Monday, March 2, 2009
Update (Michelle)
One can also be a normativist, i.e., one who gives lots of norms.
Sunday, March 1, 2009
I'm Not a Writer, I'm Writing (Michelle)
A quick scroll through our Quotes of the Week archive will show you how often writers pontificate about what Writers Should Do and What Writing Should Be. Usually, it’s wise, helpful advice, but it is always good to bear in mind that the opposite of any maxim could be true for you as a writer. Alan Bennett says that when you come across a sentiment from another a writer that you thought unique to you, it's like being taken by the hand --- but don't let that proferred hand yank your arm out of the socket and lead you down a road you don't want to travel.
Because in fact, all a writer is is someone who writes stuff. Anything more specific is going to be personal, idiosyncratic, and discovered by you yourself.
Point for discussion: One of my biggest quarrels with Letters to a Young Poet was Rilke’s tendency to make up rules for young writers, who are already have enough challenges. Take this one, from the First Letter:
Go within. Search for the cause, find the impetus that bids you write. Put it to this test: Does it stretch out its roots in the deepest place of your heart? Can you avow that you would die if you were forbidden to write? Above all, in the most silent hour of your night, ask yourself this: Must I write?...It is possible that even after your descent into your inner self and into your secret place of solitude, you might find that you must give up becoming a poet. As I have said, to feel that one could live without writing is indication that, in fact, one should not.
(pp. 11-13 of the New World Library edition)

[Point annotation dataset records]
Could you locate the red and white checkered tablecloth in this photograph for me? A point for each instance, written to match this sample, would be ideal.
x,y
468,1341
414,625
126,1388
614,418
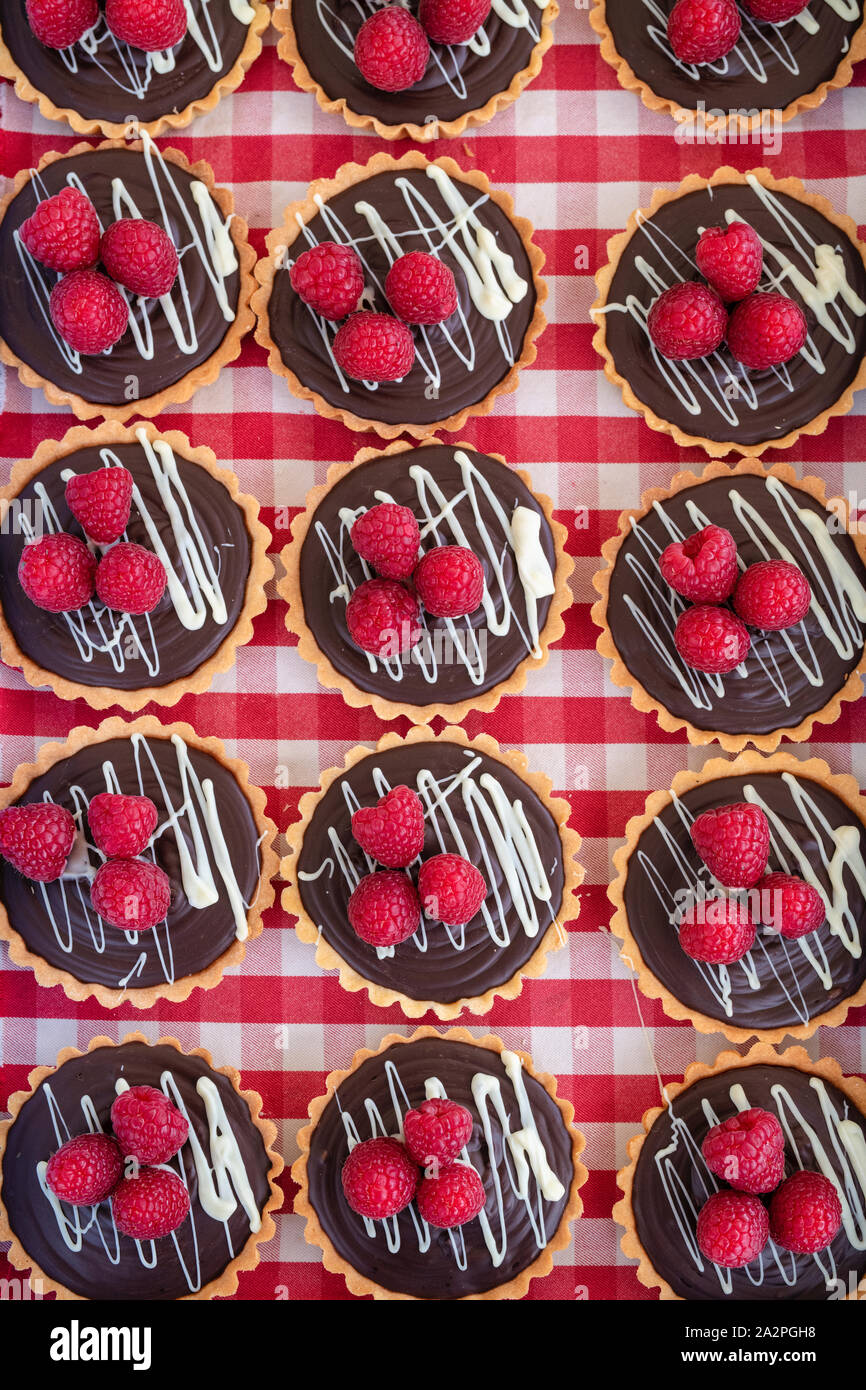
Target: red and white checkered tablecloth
x,y
578,154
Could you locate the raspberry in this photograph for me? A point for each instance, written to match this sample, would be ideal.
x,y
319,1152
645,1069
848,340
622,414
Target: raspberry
x,y
129,578
388,538
421,289
766,331
773,595
734,843
391,49
688,320
102,501
148,1126
392,831
382,617
85,1169
131,894
150,1205
805,1214
141,256
748,1151
449,581
384,909
63,231
88,312
57,573
733,1229
711,640
121,826
374,346
451,890
704,566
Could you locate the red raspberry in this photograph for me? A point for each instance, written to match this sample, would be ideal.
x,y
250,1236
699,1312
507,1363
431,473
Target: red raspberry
x,y
150,1205
374,346
382,617
733,1229
388,538
449,581
773,595
89,312
378,1179
730,259
748,1151
392,831
129,578
102,501
384,909
704,566
121,826
702,31
805,1214
451,890
391,49
766,331
734,843
711,640
688,320
141,256
36,838
437,1130
57,573
131,894
148,1126
421,289
85,1169
63,231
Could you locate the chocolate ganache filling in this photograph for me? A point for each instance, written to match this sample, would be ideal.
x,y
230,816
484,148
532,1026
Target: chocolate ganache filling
x,y
109,1265
458,363
467,802
672,1183
57,920
780,983
716,396
205,546
787,676
373,1100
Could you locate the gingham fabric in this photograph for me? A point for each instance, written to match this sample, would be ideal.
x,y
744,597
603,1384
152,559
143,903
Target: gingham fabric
x,y
578,154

What you will do –
[a] Answer these questions about the blog post:
(i) Who compares finding your own sentiment in another writer to being taken by the hand?
(ii) Which book does the post say it had one of its biggest quarrels with?
(iii) Which pages and which edition is the quoted passage taken from?
[b] Say whether each statement agrees with the blog post:
(i) The post says the opposite of any maxim could be true for you as a writer.
(ii) The post defines a writer as someone who would die if forbidden to write.
(iii) The quoted rule comes from Rilke's Second Letter.
Use only the blog post to answer.

Answer set –
[a]
(i) Alan Bennett
(ii) Letters to a Young Poet
(iii) Pages 11-13 of the New World Library edition

[b]
(i) Yes: "it is always good to bear in mind that the opposite of any maxim could be true for you as a writer"
(ii) No: "all a writer is is someone who writes stuff."
(iii) No: "Take this one, from the First Letter:"